Pero luego en invierno era un placer acudir a visitar al señor Argimiro - por camino de herradura, de nuevo - y hablar con él en la fragua, a oscuras casi, con la excepción de las chispas que incesantes brotaban del horno del fondo del Hades. Allí, sobre muros de ladrillos de adobe y bajo una cubierta de borraja - que ambos, bien cuidados, conservan mejor la temperatura que ningún otro material - guardaba éste una colección incomparable de herramientas milenarias que yo iba descolocando mientras nuestro herrero aguantaba con paciencia también milenaria.

Allí había yunques, escofinas varias, pujavantes, tenazas de todas las marcas, martillos de forja, de herradura, cuchillas, legras, rasquetas, perchas de forja, botapuntas, ganchos, leznas. Y clavos de todos los tamaños - alguno debió de pertenecer a la cabalgadura del gigante Polifemo. Y aldabas, y lanzas de carro, y bocados, y espuelas, y llamadores, y recatones, y morillos, y cerrojos, y calderos, estrébedes , trípodes, atizadores y calvocheros. E instrumentos forjados, de función ignota, cuyo nombre el señor Argimiro nos iba enumerando, dueño de la lírica del hierro, con la misma paciencia.

(Filas de un conjunto de datos)

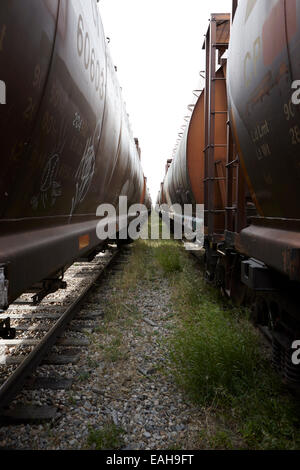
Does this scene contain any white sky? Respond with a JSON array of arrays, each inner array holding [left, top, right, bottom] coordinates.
[[99, 0, 232, 203]]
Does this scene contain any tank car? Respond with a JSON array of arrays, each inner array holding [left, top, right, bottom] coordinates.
[[0, 0, 146, 324], [227, 0, 300, 383]]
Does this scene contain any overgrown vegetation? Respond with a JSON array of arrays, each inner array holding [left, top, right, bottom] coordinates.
[[90, 218, 300, 449], [87, 423, 125, 450], [162, 243, 300, 449]]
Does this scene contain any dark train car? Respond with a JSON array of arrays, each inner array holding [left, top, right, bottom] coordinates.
[[158, 0, 300, 384], [0, 0, 146, 316], [226, 0, 300, 383]]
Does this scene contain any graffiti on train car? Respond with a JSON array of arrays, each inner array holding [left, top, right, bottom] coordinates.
[[70, 121, 101, 217], [292, 80, 300, 106], [0, 80, 6, 104], [292, 341, 300, 366]]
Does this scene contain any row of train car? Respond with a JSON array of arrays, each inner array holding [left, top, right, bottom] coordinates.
[[0, 0, 151, 336], [157, 0, 300, 384]]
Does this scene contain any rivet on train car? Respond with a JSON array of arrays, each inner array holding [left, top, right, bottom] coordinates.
[[79, 235, 90, 250]]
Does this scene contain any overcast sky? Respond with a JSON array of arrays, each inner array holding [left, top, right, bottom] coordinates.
[[99, 0, 232, 202]]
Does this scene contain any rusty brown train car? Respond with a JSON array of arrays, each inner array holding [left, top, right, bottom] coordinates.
[[158, 0, 300, 384], [0, 0, 151, 324]]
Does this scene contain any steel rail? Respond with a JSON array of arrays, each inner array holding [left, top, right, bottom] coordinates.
[[0, 249, 121, 413]]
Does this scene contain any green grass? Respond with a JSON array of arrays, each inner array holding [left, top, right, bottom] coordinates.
[[155, 242, 182, 274], [87, 423, 125, 450], [169, 246, 300, 449]]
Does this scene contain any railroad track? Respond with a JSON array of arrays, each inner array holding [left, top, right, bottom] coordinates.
[[0, 246, 123, 422]]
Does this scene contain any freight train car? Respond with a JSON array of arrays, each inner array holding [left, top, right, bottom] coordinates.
[[0, 0, 149, 334], [158, 0, 300, 384]]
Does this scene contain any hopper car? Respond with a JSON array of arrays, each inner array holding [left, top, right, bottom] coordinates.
[[157, 0, 300, 385], [0, 0, 151, 336]]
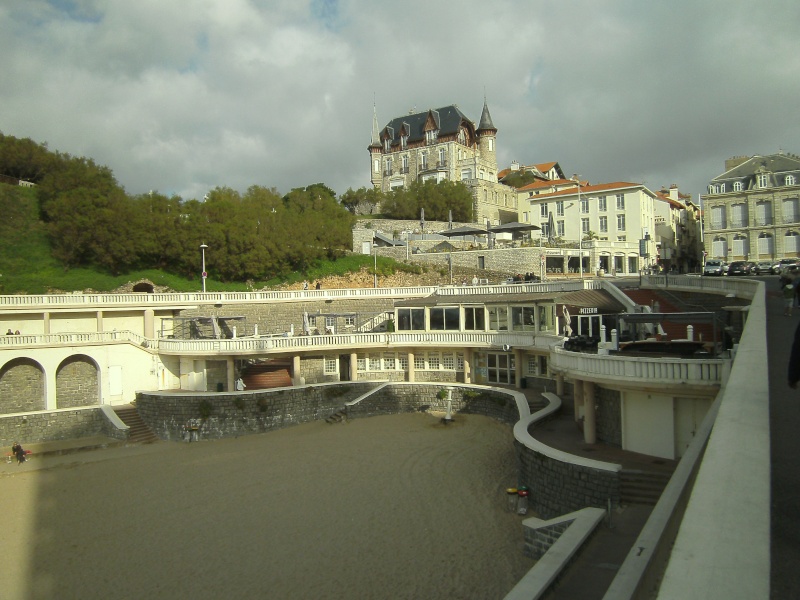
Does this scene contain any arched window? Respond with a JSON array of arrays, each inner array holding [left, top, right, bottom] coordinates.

**Indicación 1**. Transcribe el fragmento del texto sobre la fragua que empieza en "Pero luego en" y termina en "paciencia también milenaria.".
**Indicación 2**. Según el texto sobre la fragua, ¿de qué estaban hechos los muros de la fragua del señor Argimiro?

**Respuesta correcta 1**.
Pero luego en invierno era un placer acudir a visitar al señor Argimiro - por camino de herradura, de nuevo - y hablar con él en la fragua, a oscuras casi, con la excepción de las chispas que incesantes brotaban del horno del fondo del Hades. Allí, sobre muros de ladrillos de adobe y bajo una cubierta de borraja - que ambos, bien cuidados, conservan mejor la temperatura que ningún otro material - guardaba éste una colección incomparable de herramientas milenarias que yo iba descolocando mientras nuestro herrero aguantaba con paciencia también milenaria.

**Respuesta correcta 2**. Estaban hechos de ladrillos de adobe.